Breivik sent emails to several real estate agents and municipalities in July 2010, requesting a farmhouse in Värmland, western Sweden, according to Sveriges Television's investigative journalism programme "Uppdrag Granskning".
Värmland's proximity to Oslo has led Norwegian police to suspect the house was to be used as a secret base for terrorist operations, including the manufacture of explosives.
In the emails, Breivik specifically requested an "abandoned farmhouse" which was "isolated or desolate", explaining that he planned to spend a year or two writing a book about the stock market.
But Breivik's country house plans never came to fruition, despite him receiving one response from Christina Öster, an estate agent who said she had found a house that met with Breivik's specifications.
Öster said she had endeavoured to help despite being baffled as to why a writer would ask for a house "without electricity or running water". She eventually offered him a house near Koppom, but is now shocked at her brush with Breivik, who killed 77 people in his attacks on July 22nd 2011.
"What if he had made bombs here in Koppom, what damage they could have done," Öster told the Aftonbladet newspaper.
Breivik eventually chose a farmhouse in Åsta, in Hedmark, Norway, some 25 kilometres from the Swedish border.
Police suspect it was there he made the explosives that claimed eight lives in a car bomb attack in Norway's capital in July. Breivik then gunned down a further 69 mostly young people at a political summer camp on the island of Utøya.
His trial begins in Oslo on April 16th.

Referring expression data =
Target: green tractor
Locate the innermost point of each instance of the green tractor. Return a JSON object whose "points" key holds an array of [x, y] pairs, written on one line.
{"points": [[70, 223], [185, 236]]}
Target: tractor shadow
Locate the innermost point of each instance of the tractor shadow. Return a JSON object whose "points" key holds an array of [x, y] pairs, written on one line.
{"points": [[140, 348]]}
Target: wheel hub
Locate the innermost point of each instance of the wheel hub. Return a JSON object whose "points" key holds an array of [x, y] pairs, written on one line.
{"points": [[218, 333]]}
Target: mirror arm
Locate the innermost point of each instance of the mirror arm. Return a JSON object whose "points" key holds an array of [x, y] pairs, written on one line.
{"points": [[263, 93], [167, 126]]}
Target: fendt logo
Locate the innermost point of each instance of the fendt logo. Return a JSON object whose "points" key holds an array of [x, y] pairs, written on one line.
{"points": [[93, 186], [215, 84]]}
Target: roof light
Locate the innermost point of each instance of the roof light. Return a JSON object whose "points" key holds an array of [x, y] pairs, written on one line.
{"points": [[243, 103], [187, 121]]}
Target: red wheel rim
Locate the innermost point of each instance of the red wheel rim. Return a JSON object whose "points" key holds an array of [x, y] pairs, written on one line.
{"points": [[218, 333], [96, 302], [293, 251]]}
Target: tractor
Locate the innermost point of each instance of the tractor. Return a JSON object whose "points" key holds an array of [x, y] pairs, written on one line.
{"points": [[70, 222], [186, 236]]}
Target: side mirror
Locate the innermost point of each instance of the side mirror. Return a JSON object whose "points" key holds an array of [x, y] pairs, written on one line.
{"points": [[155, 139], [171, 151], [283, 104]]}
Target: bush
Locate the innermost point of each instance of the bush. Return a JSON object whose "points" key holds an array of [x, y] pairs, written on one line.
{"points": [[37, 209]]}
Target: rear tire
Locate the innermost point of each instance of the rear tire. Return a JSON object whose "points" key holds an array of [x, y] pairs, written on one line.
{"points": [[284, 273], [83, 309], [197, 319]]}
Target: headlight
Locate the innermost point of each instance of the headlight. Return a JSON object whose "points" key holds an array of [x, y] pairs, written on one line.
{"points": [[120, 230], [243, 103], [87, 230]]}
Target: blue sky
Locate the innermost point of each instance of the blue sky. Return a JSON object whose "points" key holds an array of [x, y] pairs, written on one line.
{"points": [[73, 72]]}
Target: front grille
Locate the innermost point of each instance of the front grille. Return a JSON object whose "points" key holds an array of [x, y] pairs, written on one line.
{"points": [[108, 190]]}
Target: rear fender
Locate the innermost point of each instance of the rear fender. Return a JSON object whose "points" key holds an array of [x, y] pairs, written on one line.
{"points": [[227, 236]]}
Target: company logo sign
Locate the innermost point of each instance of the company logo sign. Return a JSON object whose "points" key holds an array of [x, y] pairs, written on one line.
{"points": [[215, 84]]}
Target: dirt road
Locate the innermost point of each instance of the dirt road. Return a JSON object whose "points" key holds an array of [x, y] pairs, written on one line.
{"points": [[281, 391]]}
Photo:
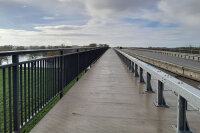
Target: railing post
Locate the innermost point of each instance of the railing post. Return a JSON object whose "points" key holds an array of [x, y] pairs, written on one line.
{"points": [[182, 124], [160, 97], [15, 61], [136, 70], [61, 73], [149, 87], [77, 65], [141, 75]]}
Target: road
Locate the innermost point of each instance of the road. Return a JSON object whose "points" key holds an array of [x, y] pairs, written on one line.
{"points": [[191, 64]]}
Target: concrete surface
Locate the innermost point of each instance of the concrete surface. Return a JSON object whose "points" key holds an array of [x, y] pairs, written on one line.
{"points": [[109, 99]]}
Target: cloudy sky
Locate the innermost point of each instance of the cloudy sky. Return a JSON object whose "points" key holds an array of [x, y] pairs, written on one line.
{"points": [[115, 22]]}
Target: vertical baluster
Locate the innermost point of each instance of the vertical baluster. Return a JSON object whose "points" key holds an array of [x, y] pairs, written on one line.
{"points": [[25, 103], [32, 85], [10, 102], [4, 100], [29, 91], [21, 94]]}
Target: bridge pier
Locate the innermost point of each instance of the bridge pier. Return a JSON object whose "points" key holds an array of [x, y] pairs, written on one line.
{"points": [[136, 70], [149, 87], [141, 75], [182, 123], [160, 97]]}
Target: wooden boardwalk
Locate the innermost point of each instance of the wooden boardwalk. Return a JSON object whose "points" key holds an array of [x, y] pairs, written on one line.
{"points": [[109, 99]]}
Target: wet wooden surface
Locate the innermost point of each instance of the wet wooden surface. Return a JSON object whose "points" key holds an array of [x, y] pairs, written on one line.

Exercise instructions =
a) List every place in Norway that the article about Breivik's farmhouse search names, not counting Norway itself.
b) In the article about Breivik's farmhouse search, how far from the Swedish border is the farmhouse he finally chose?
c) From the article about Breivik's farmhouse search, print the passage that begins at the words "Breivik sent emails" and ends after the words "with Breivik's specifications.".

Answers =
a) Oslo, Åsta, Hedmark, Utøya

b) Some 25 kilometres.

c)
Breivik sent emails to several real estate agents and municipalities in July 2010, requesting a farmhouse in Värmland, western Sweden, according to Sveriges Television's investigative journalism programme "Uppdrag Granskning".
Värmland's proximity to Oslo has led Norwegian police to suspect the house was to be used as a secret base for terrorist operations, including the manufacture of explosives.
In the emails, Breivik specifically requested an "abandoned farmhouse" which was "isolated or desolate", explaining that he planned to spend a year or two writing a book about the stock market.
But Breivik's country house plans never came to fruition, despite him receiving one response from Christina Öster, an estate agent who said she had found a house that met with Breivik's specifications.